## PROBLEM DETAILS
Could you output each line of the data that follows exactly?

* Start *

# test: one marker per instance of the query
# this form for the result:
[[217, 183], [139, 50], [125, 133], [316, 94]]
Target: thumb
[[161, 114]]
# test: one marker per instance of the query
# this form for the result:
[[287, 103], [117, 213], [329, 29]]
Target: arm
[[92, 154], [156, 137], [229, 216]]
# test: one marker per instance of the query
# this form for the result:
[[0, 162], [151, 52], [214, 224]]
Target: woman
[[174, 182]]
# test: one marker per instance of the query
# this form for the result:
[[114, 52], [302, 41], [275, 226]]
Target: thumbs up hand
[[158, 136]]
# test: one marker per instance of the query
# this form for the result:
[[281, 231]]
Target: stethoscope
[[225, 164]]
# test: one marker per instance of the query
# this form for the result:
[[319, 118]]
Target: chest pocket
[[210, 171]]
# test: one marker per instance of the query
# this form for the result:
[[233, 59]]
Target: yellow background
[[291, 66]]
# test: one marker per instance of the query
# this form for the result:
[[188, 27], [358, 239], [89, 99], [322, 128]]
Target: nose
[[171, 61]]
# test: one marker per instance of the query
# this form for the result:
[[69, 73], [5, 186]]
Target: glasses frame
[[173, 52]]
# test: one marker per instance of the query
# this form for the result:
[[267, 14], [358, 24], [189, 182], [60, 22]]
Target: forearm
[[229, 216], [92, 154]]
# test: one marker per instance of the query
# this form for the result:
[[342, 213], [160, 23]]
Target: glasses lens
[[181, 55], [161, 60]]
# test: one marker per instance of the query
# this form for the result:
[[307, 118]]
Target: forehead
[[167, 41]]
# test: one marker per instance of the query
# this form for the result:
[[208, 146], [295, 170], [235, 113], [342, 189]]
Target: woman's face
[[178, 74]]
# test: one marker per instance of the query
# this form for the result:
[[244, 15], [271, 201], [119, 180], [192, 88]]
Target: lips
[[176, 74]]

* End *

## THE SOLUTION
# test: one marker per instance of the query
# this form for the result:
[[217, 183], [139, 50], [125, 133], [316, 94]]
Target: thumb
[[161, 114]]
# test: one marker per instance of the query
# this form for the result:
[[287, 103], [117, 213], [329, 29]]
Target: arm
[[92, 154], [156, 137], [229, 216]]
# test: one marker per instance of the query
# this form for the result:
[[0, 162], [151, 52], [214, 224]]
Target: woman
[[174, 182]]
# test: one marker per instance of the query
# this form for the result:
[[114, 52], [302, 41], [275, 226]]
Target: thumbs up hand
[[158, 136]]
# test: one marker per instance of the query
# this form for the result:
[[281, 231]]
Target: stethoscope
[[225, 164]]
# test: one marker per instance of the query
# this form for the result:
[[319, 118]]
Target: chest pocket
[[210, 171]]
# test: one marker per instance of the query
# this form for the result:
[[233, 59]]
Target: yellow background
[[291, 66]]
# test: one marker per instance of the query
# this form for the result:
[[188, 27], [358, 239], [89, 99], [322, 128]]
Target: nose
[[171, 61]]
# test: one marker per instance of the query
# this form for the result:
[[69, 73], [5, 186]]
Target: glasses frame
[[173, 52]]
# test: one marker per instance of the query
# this form for the result:
[[267, 14], [358, 24], [189, 182], [60, 22]]
Target: forearm
[[229, 216], [92, 154]]
# test: one marker per instance of the query
# this form for the result:
[[342, 213], [160, 23]]
Target: glasses lens
[[181, 55], [161, 60]]
# test: one marker per instance of the query
# this form for the result:
[[307, 118]]
Target: forehead
[[167, 41]]
# test: one marker per instance of the query
# this form for the result:
[[208, 146], [295, 170], [235, 113], [342, 189]]
Target: woman's face
[[178, 74]]
# test: one marker per instance of the query
# this form for the result:
[[244, 15], [271, 201], [119, 180], [192, 88]]
Target: lips
[[176, 74]]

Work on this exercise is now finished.